[Work to do]
1. In the text on a Lutheran vision of education, what kind of school can integrate the study of Scripture and Christian tradition into its curriculum?
2. From the text on a Lutheran vision of education, repeat word for word the passage starting with "On the one hand, as" and going on through "a distinct advantage.".

The implication is that if the community needs schools, Christians should "step up to the plate" and help provide them.  And Luther has already argued that communities do in fact need schools.  Therefore, there is little doubt that a Lutheran vision of education should support public education.

How does "wisdom" fit in?  Not only does recognizing the value of wisdom mean support for education, it also implies support for a particular kind of education--what we have been calling "education" rather than just "learning" or "training."

What about parochial schools for children?   Given the vision we have been describing, the answer seems mixed.

On the one hand, as believers, Christians in the Lutheran tradition are convinced that the teachings of the Scriptures and of the Christian tradition contribute significantly to wisdom, to the richness and quality of human life.  They provide a solid basis from which to assess social needs and cultural developments.  Human understanding without such a rich grounding in religious tradition is often either superficial or distorted.  A parochial school can integrate the study of Scripture and Christian tradition into its curriculum, and that is a distinct advantage.

[Given material]

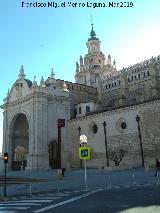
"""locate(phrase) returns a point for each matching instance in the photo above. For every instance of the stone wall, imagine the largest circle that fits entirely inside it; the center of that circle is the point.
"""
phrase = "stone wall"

[Solutions in order]
1. A parochial school.

2.
On the one hand, as believers, Christians in the Lutheran tradition are convinced that the teachings of the Scriptures and of the Christian tradition contribute significantly to wisdom, to the richness and quality of human life.  They provide a solid basis from which to assess social needs and cultural developments.  Human understanding without such a rich grounding in religious tradition is often either superficial or distorted.  A parochial school can integrate the study of Scripture and Christian tradition into its curriculum, and that is a distinct advantage.